→ SELECTED TEXT
┏━━

Final Report Summary - COBIAGENE (Investigating fatty acid metabolism for sustainable farming of cobia Rachycentron canadum L., a promising candidate for diversifying European aquaculture)

The investigation of the long-chain polyunsaturated fatty acid (LC-PUFA) biosynthetic pathway in fish has attracted great interest due to the crucial role that fish play as the primary source of healthy n-3 LC-PUFA in the human food chain. With declining fisheries worldwide, farmed fish constitute an ever-increasing proportion of the fish in the human food basket amounting to almost 50 % in 2008. Until now, high n-3 LC-PUFA levels in farmed fish have been obtained by the use in the feeds of fish oils (FOs), paradoxically themselves derived from industrial marine fisheries, but this is not sustainable and is constraining continued growth of aquaculture activities. In consequence, alternatives to FOs are urgently required, with vegetable oils (VOs) as the prime candidates. However, VOs are rich in C18 PUFA, but devoid of the C20-22 LC-PUFA abundant in FOs. Use of VOs in aquafeeds can therefore compromise the provision of essential n-3 LC-PUFA if fish fed on them have limited enzymatic complement required for conversion of C18 PUFA to C20-22 LC-PUFA. Two types of enzymes are involved in the LC-PUFA biosynthetic pathway, the fatty acyl desaturases (Fad), which introduce double bonds, and elongases of very long-chain fatty acids (Elovl), which account for the condensation of 2C to the pre-existing fatty acid substrate.

┗━━

→ YOUR INSTRUCTIONS
Duplicate the passage of the cobia report summary from "Final Report Summary" to "diversifying European aquaculture)", word for word.

Saved data entries
┏━━

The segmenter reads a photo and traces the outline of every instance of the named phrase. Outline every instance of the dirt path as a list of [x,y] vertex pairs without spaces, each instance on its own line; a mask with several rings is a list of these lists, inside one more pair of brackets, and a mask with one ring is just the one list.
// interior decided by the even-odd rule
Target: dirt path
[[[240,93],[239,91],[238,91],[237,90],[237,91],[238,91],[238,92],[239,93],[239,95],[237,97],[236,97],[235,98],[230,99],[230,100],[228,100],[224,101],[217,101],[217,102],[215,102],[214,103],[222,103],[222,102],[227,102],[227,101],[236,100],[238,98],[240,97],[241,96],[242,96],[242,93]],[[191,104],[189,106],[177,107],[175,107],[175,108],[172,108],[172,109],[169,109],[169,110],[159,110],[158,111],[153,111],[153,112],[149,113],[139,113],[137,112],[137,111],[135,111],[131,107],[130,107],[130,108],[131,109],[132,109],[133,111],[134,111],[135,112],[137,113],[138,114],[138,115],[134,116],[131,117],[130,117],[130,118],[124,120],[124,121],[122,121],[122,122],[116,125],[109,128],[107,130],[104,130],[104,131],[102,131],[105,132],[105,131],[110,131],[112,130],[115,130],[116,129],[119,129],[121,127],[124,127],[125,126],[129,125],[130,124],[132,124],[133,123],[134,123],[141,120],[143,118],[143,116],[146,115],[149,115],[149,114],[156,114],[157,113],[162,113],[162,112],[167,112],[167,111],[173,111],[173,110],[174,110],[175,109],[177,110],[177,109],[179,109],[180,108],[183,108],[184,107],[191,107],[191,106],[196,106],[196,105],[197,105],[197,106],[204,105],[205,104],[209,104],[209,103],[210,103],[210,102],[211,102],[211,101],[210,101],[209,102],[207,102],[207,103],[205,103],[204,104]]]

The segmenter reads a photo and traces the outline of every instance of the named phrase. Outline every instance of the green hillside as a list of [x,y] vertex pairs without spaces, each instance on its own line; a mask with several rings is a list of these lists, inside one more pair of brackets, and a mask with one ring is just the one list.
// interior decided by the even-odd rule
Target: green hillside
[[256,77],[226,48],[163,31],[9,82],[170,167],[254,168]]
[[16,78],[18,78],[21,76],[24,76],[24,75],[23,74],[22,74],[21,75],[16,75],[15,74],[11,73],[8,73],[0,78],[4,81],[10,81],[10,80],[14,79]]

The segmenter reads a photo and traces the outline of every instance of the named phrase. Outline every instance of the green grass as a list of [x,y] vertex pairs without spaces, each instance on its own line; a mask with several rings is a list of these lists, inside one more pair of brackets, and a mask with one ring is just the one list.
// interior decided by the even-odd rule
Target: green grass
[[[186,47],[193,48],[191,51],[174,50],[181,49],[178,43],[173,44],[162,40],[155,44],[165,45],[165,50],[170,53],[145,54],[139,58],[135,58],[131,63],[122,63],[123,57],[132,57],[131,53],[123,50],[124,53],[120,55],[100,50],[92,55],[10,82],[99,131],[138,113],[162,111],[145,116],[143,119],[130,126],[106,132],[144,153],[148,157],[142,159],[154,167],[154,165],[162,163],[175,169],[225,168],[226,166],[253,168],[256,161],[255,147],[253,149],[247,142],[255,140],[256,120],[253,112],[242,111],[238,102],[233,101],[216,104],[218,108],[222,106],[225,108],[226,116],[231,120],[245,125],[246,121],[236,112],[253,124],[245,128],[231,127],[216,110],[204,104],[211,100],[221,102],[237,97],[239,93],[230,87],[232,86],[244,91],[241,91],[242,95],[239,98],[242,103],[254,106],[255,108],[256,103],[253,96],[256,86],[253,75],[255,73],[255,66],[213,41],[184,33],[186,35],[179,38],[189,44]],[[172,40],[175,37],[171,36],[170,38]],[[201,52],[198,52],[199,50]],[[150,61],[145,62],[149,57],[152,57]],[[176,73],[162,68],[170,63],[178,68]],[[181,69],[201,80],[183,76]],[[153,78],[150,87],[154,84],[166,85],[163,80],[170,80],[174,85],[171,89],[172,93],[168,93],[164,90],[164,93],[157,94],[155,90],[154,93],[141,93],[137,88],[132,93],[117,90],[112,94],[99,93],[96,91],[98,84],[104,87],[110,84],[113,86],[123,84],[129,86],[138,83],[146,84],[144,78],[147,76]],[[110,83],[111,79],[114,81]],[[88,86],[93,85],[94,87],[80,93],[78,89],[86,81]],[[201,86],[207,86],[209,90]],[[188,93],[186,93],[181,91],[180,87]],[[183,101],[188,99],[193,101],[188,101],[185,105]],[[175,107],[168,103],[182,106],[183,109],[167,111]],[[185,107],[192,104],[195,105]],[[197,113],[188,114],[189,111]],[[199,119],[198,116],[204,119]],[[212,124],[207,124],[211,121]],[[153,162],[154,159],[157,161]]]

┗━━

→ OUTPUT OF THE EXERCISE
Final Report Summary - COBIAGENE (Investigating fatty acid metabolism for sustainable farming of cobia Rachycentron canadum L., a promising candidate for diversifying European aquaculture)